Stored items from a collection
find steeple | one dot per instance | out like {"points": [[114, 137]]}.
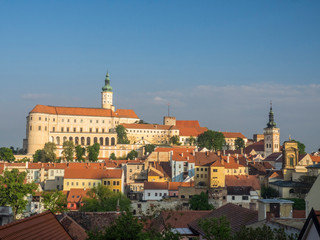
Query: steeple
{"points": [[107, 87], [271, 123]]}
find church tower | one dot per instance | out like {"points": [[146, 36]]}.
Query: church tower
{"points": [[271, 136], [107, 95]]}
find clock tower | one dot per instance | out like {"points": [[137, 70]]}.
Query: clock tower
{"points": [[271, 136], [107, 95]]}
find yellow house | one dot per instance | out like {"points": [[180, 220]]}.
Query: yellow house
{"points": [[84, 178]]}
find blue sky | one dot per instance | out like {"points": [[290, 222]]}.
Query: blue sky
{"points": [[219, 62]]}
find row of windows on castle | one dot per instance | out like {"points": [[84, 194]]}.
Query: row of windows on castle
{"points": [[74, 120], [68, 129]]}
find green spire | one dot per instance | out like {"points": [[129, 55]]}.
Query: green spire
{"points": [[271, 123], [107, 87]]}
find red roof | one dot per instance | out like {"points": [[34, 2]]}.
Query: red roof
{"points": [[233, 135], [243, 181], [40, 226], [78, 111]]}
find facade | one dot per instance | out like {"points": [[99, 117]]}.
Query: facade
{"points": [[83, 126], [271, 136]]}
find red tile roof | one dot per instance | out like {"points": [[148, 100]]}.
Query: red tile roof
{"points": [[148, 126], [40, 226], [233, 135], [243, 181], [78, 111], [156, 185]]}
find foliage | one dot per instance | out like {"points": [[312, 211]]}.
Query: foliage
{"points": [[127, 226], [200, 202], [239, 143], [132, 155], [192, 140], [122, 135], [175, 140], [93, 152], [269, 192], [262, 233], [299, 203], [68, 150], [6, 154], [80, 151], [102, 199], [149, 148], [55, 201], [211, 140], [301, 147], [49, 150], [112, 156], [216, 228], [13, 190], [303, 185]]}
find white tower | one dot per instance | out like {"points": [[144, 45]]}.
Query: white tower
{"points": [[107, 95], [271, 136]]}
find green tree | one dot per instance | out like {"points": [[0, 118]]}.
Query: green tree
{"points": [[49, 150], [175, 140], [112, 156], [55, 201], [301, 147], [216, 228], [68, 150], [239, 143], [211, 140], [80, 151], [102, 199], [6, 154], [269, 192], [303, 185], [39, 156], [13, 190], [122, 135], [200, 202], [149, 148], [93, 152], [132, 155]]}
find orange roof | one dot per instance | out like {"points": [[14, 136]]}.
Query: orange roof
{"points": [[148, 126], [78, 111], [76, 195], [233, 135], [40, 226], [90, 173], [243, 181], [315, 158]]}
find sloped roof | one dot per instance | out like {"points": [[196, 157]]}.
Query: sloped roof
{"points": [[79, 111], [243, 180], [237, 217], [148, 126], [40, 226], [233, 135]]}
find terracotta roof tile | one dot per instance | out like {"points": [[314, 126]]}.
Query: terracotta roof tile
{"points": [[40, 226], [78, 111], [243, 180]]}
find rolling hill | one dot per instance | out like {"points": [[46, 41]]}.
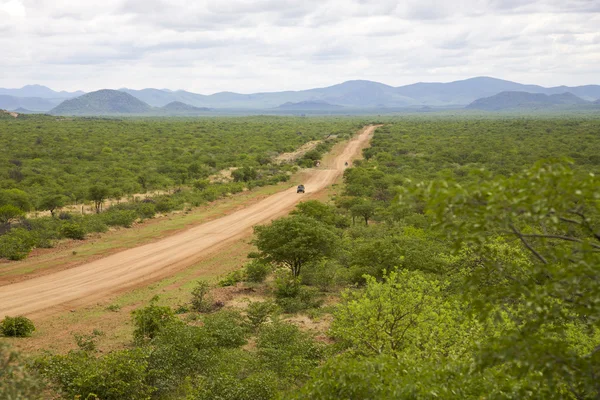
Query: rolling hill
{"points": [[309, 105], [40, 91], [102, 102], [356, 94], [31, 103], [177, 108], [364, 94], [524, 100]]}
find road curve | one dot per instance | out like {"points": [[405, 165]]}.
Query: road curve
{"points": [[87, 283]]}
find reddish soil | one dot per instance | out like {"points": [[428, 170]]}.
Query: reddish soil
{"points": [[88, 283]]}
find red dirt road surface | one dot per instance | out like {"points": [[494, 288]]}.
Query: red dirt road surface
{"points": [[87, 283]]}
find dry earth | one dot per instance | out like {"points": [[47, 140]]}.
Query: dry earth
{"points": [[88, 283]]}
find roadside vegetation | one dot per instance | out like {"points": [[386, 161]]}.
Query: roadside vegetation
{"points": [[459, 261], [56, 165]]}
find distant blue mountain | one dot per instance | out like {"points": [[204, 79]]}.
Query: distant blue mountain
{"points": [[39, 91], [355, 94]]}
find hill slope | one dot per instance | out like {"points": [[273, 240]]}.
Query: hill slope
{"points": [[177, 106], [40, 91], [363, 94], [515, 100], [309, 105], [102, 102], [31, 103]]}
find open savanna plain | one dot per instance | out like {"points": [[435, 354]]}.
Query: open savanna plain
{"points": [[453, 257]]}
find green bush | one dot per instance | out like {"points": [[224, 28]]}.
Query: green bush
{"points": [[259, 312], [146, 210], [116, 217], [118, 375], [16, 380], [257, 271], [16, 326], [16, 244], [227, 328], [201, 299], [232, 278], [150, 320], [73, 231], [224, 386]]}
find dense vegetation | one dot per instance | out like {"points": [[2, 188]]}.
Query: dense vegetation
{"points": [[49, 163], [466, 256]]}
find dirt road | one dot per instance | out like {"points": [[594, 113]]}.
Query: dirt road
{"points": [[90, 282]]}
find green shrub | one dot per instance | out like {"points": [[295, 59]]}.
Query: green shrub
{"points": [[146, 210], [224, 386], [232, 278], [73, 231], [201, 299], [16, 380], [257, 271], [116, 217], [227, 328], [259, 312], [16, 244], [287, 351], [16, 326], [150, 320], [165, 205], [118, 375]]}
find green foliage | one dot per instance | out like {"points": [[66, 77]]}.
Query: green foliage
{"points": [[16, 244], [117, 375], [407, 313], [292, 297], [257, 271], [148, 321], [232, 278], [201, 299], [9, 212], [51, 202], [227, 328], [259, 312], [17, 382], [16, 326], [73, 231], [550, 286], [294, 241], [287, 351]]}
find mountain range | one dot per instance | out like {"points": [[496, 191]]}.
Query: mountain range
{"points": [[350, 95], [526, 101]]}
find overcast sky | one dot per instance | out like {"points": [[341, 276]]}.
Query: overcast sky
{"points": [[271, 45]]}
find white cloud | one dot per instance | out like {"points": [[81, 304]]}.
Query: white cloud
{"points": [[264, 45]]}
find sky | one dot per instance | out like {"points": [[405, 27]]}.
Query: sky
{"points": [[272, 45]]}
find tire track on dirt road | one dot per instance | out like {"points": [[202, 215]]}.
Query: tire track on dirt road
{"points": [[88, 283]]}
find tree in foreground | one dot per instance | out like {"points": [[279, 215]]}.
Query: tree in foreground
{"points": [[98, 195], [531, 255], [294, 241]]}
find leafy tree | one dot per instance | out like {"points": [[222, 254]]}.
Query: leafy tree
{"points": [[15, 197], [150, 320], [201, 299], [294, 241], [51, 203], [17, 326], [9, 212], [364, 209], [552, 298], [407, 313], [98, 195], [118, 375], [16, 380]]}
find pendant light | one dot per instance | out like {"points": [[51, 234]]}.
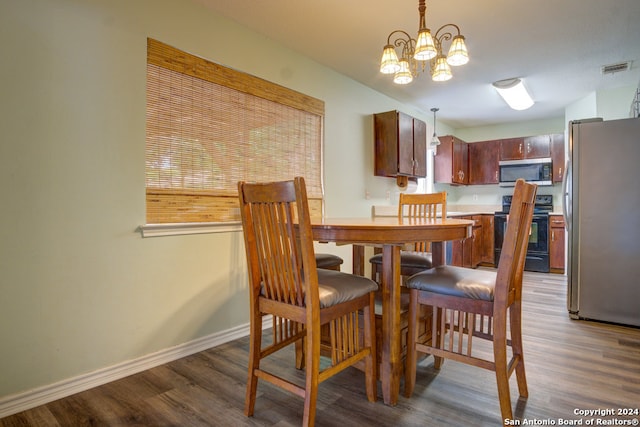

Directions: Reproduce the records, all of them, word for word; omit the pictures.

Solution for this problem:
find steeple | one dot per instance | out like {"points": [[114, 137]]}.
Query: steeple
{"points": [[107, 87], [271, 123]]}
find church tower | one dot per instance | out like {"points": [[146, 36]]}.
Query: church tower
{"points": [[271, 136], [107, 95]]}
find clock tower | one dot per instance | out like {"points": [[137, 70]]}.
Query: clock tower
{"points": [[271, 136], [107, 95]]}
find yellow house | one dot per instance | out like {"points": [[180, 220]]}.
Query: yellow house
{"points": [[84, 178]]}
find blue sky | one dot per instance | out like {"points": [[290, 222]]}.
Query: blue sky
{"points": [[219, 62]]}
find row of windows on castle | one dot per instance | out like {"points": [[84, 194]]}.
Query: row of windows on castle
{"points": [[74, 120], [68, 129]]}
find green spire | one dot per instance | out like {"points": [[129, 55]]}.
Query: green spire
{"points": [[271, 123], [107, 87]]}
find red roof | one dot per instance | out like {"points": [[34, 2]]}.
Query: red roof
{"points": [[233, 135], [243, 181], [40, 226], [78, 111]]}
find facade | one dot per instance | out like {"points": [[99, 117]]}.
Query: facade
{"points": [[83, 126], [271, 136]]}
find red tile roof | one dot per instance | out like {"points": [[148, 100]]}.
Query: red tile roof
{"points": [[148, 126], [40, 226], [233, 135], [243, 181], [78, 111], [156, 185]]}
find foliage | one dot per instance | out like {"points": [[312, 211]]}.
Query: foliage
{"points": [[127, 226], [200, 202], [239, 143], [132, 155], [192, 140], [122, 135], [175, 140], [93, 152], [269, 192], [262, 233], [299, 203], [68, 150], [6, 154], [80, 151], [102, 199], [149, 148], [55, 201], [211, 140], [301, 147], [49, 150], [112, 156], [216, 228], [13, 190], [303, 185]]}
find white tower | one dot per instance | out like {"points": [[144, 45]]}.
Query: white tower
{"points": [[107, 95], [271, 136]]}
find green tree | one dot per instance | out like {"points": [[0, 118]]}.
Query: green tree
{"points": [[49, 150], [175, 140], [112, 156], [55, 201], [301, 147], [216, 228], [68, 150], [239, 143], [211, 140], [80, 151], [102, 199], [6, 154], [269, 192], [303, 185], [39, 156], [13, 190], [122, 135], [200, 202], [149, 148], [93, 152], [132, 155]]}
find orange roof | one dot per instance | out like {"points": [[14, 136]]}.
Query: orange roof
{"points": [[148, 126], [78, 111], [76, 195], [233, 135], [40, 226], [90, 173], [243, 181], [315, 158]]}
find sloped roof | one dot per instance | out like {"points": [[196, 157]]}.
Query: sloped roof
{"points": [[79, 111], [243, 180], [237, 217], [148, 126], [40, 226], [233, 135]]}
find terracotta roof tile | one dot per instance | out like {"points": [[314, 126]]}.
Query: terracotta roof tile
{"points": [[40, 226], [78, 111], [243, 180]]}
find rolling hill | one dot per instance | out like {"points": [[46, 41]]}.
Query: rolling hill
{"points": [[309, 105], [40, 91], [102, 102], [356, 94], [31, 103], [177, 108], [364, 94], [524, 100]]}
find road curve | one dot per instance | out like {"points": [[405, 165]]}.
Query: road curve
{"points": [[87, 283]]}
find reddish soil | one dot per instance | out like {"points": [[428, 170]]}.
Query: reddish soil
{"points": [[88, 283]]}
find red dirt road surface | one dot per instance | out like {"points": [[494, 288]]}.
Query: red dirt road surface
{"points": [[87, 283]]}
find dry earth | one dot per instance | out like {"points": [[47, 140]]}.
Query: dry earth
{"points": [[88, 283]]}
find roadside vegetation | one dot per instance | out like {"points": [[386, 161]]}.
Query: roadside vegetation
{"points": [[459, 261], [56, 165]]}
find distant blue mountain | one dot per instance | out like {"points": [[204, 79]]}.
Query: distant blue mountain
{"points": [[39, 91], [355, 94]]}
find hill slope | one dot per instance | out like {"points": [[273, 240]]}.
Query: hill slope
{"points": [[177, 106], [40, 91], [363, 94], [515, 100], [309, 105], [102, 102], [31, 103]]}
find open savanna plain | one dot per instance | out like {"points": [[435, 354]]}.
Query: open savanna plain
{"points": [[453, 257]]}
find green bush | one dot per instance | out like {"points": [[224, 28]]}.
Query: green bush
{"points": [[259, 312], [146, 210], [116, 217], [118, 375], [16, 380], [257, 271], [16, 326], [16, 244], [227, 328], [201, 299], [232, 278], [150, 320], [73, 231], [224, 386]]}
find dense vegetation | one dot per instance | out like {"points": [[2, 188]]}.
Query: dense vegetation
{"points": [[49, 163], [466, 256]]}
find dirt road | one dot per instance | out like {"points": [[594, 113]]}.
Query: dirt road
{"points": [[90, 282]]}
find green shrub | one dot per instance | out like {"points": [[295, 59]]}.
Query: green shrub
{"points": [[146, 210], [224, 386], [232, 278], [73, 231], [201, 299], [16, 380], [257, 271], [116, 217], [227, 328], [259, 312], [16, 244], [287, 351], [16, 326], [150, 320], [165, 205], [118, 375]]}
find green foliage | one dot per instance | out like {"points": [[66, 77]]}.
Query: green foliage
{"points": [[16, 244], [117, 375], [407, 313], [292, 297], [257, 271], [148, 321], [232, 278], [201, 299], [9, 212], [51, 202], [227, 328], [259, 312], [17, 382], [16, 326], [73, 231], [550, 286], [294, 241], [287, 351]]}
find mountain range | one dot per instance | out like {"points": [[496, 191]]}.
Query: mountain range
{"points": [[350, 95], [526, 101]]}
find overcast sky | one dot per instance | out like {"points": [[341, 276]]}.
Query: overcast sky
{"points": [[271, 45]]}
find white cloud | one dot per instance | out like {"points": [[81, 304]]}.
Query: white cloud
{"points": [[264, 45]]}
find sky | one dot per instance | out like {"points": [[405, 27]]}.
Query: sky
{"points": [[272, 45]]}
find tire track on dirt road | one dot per instance | out like {"points": [[202, 215]]}.
Query: tire track on dirt road
{"points": [[88, 283]]}
find tree in foreground | one dot per instance | out like {"points": [[279, 215]]}.
Query: tree in foreground
{"points": [[98, 195], [531, 255], [294, 241]]}
find leafy tree | one dot per instance | out like {"points": [[222, 254]]}.
Query: leafy tree
{"points": [[15, 197], [150, 320], [201, 299], [294, 241], [51, 203], [17, 326], [9, 212], [364, 209], [552, 298], [407, 313], [98, 195], [118, 375], [16, 380]]}
find pendant light | one dot per instance | out like {"points": [[51, 234]]}.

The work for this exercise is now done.